▸ **Work required**
Identify every line in the records below that contains the string "rocky", and copy each such line. Case counts.

▸ **Records shown**

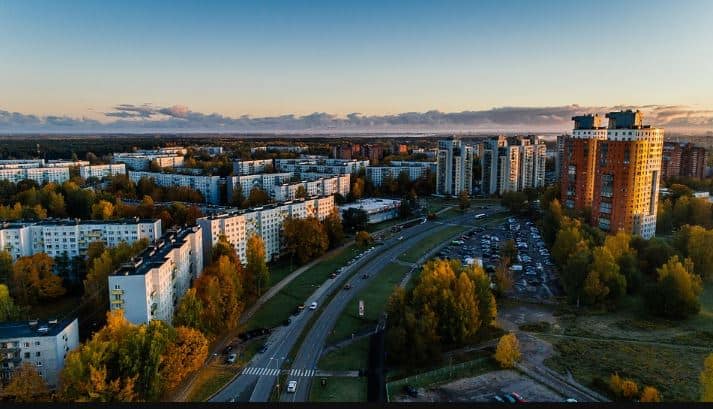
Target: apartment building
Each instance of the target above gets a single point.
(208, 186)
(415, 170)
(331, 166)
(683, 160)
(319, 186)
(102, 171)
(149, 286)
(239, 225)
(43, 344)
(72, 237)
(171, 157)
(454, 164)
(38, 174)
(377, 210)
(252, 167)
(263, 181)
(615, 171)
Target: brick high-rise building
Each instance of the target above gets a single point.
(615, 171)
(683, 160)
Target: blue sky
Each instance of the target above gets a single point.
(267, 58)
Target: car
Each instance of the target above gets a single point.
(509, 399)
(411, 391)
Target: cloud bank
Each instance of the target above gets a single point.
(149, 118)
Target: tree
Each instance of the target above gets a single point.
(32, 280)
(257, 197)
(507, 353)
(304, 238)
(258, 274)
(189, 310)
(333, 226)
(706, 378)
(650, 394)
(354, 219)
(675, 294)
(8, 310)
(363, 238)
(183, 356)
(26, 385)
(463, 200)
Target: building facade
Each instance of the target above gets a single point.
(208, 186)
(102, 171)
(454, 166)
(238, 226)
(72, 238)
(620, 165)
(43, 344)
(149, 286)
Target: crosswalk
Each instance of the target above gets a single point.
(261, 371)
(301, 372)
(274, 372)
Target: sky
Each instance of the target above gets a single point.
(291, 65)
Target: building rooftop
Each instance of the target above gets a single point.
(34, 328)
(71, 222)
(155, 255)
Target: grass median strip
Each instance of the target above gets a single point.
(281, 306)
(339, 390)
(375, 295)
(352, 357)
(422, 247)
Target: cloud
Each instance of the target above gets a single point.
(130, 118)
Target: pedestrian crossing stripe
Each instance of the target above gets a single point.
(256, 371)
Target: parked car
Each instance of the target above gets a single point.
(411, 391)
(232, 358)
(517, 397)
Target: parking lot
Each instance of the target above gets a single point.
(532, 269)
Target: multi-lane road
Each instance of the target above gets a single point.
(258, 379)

==

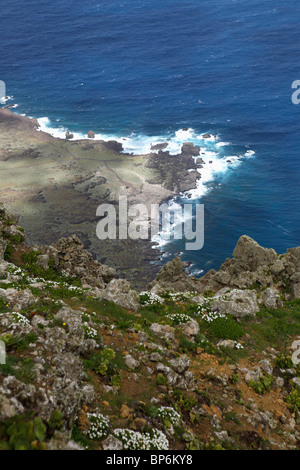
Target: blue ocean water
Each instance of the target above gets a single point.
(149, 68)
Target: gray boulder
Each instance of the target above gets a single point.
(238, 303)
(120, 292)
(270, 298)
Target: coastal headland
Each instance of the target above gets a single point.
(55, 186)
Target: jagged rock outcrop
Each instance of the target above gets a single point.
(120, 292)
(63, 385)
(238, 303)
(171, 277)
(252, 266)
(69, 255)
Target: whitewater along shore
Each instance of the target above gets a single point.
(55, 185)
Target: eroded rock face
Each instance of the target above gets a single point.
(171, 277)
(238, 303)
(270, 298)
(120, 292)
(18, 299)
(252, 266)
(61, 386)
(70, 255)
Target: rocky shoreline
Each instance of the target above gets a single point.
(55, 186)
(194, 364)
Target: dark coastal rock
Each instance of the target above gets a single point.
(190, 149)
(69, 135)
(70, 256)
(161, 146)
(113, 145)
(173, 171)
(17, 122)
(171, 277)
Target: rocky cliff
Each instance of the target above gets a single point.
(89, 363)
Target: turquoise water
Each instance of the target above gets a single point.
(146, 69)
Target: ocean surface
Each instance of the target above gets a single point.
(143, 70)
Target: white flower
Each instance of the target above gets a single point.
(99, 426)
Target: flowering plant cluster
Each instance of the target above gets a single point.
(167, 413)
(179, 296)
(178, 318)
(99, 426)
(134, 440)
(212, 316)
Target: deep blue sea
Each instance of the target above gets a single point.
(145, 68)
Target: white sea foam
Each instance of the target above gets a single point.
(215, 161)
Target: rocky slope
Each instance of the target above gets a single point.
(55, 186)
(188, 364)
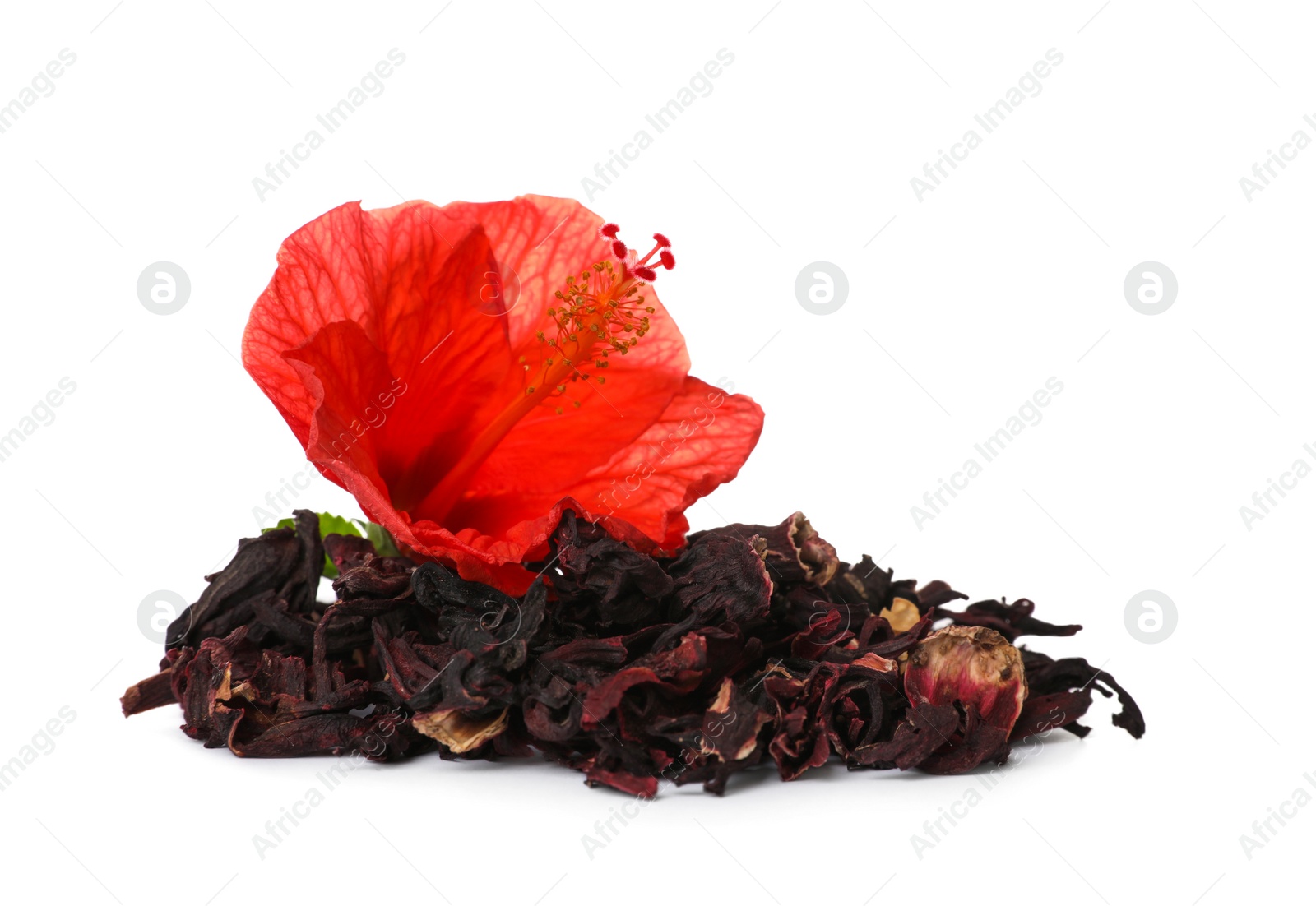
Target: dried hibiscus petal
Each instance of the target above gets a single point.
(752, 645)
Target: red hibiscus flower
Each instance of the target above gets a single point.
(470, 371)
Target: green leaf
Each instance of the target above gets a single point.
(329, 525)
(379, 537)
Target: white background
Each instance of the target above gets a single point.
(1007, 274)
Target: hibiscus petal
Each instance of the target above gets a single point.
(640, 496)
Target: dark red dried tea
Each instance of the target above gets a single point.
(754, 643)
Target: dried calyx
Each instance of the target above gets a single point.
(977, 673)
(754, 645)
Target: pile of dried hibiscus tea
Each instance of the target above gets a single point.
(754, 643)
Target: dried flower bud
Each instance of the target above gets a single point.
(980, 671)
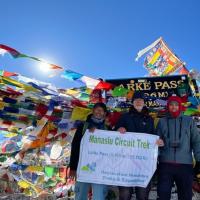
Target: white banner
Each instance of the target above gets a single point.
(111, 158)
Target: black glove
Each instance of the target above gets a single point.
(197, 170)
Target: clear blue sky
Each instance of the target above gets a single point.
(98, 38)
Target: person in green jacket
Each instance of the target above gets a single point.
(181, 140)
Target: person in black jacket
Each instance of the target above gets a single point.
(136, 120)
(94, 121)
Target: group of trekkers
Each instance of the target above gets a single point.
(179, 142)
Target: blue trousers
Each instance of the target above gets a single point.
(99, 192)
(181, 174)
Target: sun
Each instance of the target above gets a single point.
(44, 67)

▸ **Task result**
Target: rocky shoreline
Target: rocky cliff
Target: rocky slope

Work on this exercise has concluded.